§ TASK DETAILS: Copy out the passage on the rising US dollar and global liquidity word for word, from start to finish.

§ QUOTED TEXT:
---
Elsewhere, the USD pressure on global liquidity continues to ratchet higher and higher, with the USDJPY move overnight helping to jolt USDCNH and USD/everything-else higher as well. Some bit of relief on that front in early European trading today, but that is quickly being erased as I am writing this (GBPUSD even hitting new lows). The USD strength is rapidly on its way to becoming an emergency for global liquidity if this move extends much longer. The April price bar for EURUSD, GBPUSD, AUDUSD etc. shows the powerful momentum that has developed and the Fed is in no mood to help, with domestic inflation considerations first and foremost in its sights. This may end in coordinated intervention at some point if the Fed doesn’t blink at next Wednesday’s FOMC meeting.
---
§ MATERIAL PROVIDED:
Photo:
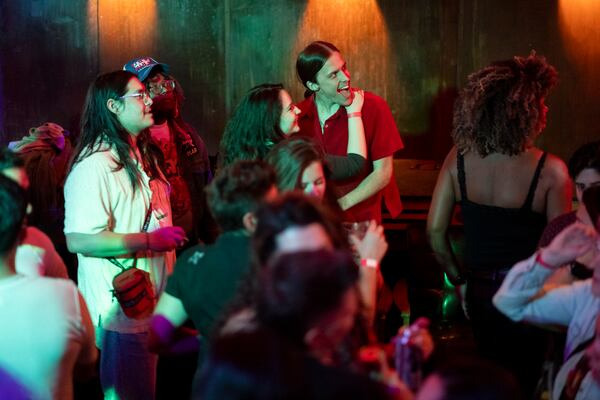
---
§ WORKED SOLUTION:
Elsewhere, the USD pressure on global liquidity continues to ratchet higher and higher, with the USDJPY move overnight helping to jolt USDCNH and USD/everything-else higher as well. Some bit of relief on that front in early European trading today, but that is quickly being erased as I am writing this (GBPUSD even hitting new lows). The USD strength is rapidly on its way to becoming an emergency for global liquidity if this move extends much longer. The April price bar for EURUSD, GBPUSD, AUDUSD etc. shows the powerful momentum that has developed and the Fed is in no mood to help, with domestic inflation considerations first and foremost in its sights. This may end in coordinated intervention at some point if the Fed doesn’t blink at next Wednesday’s FOMC meeting.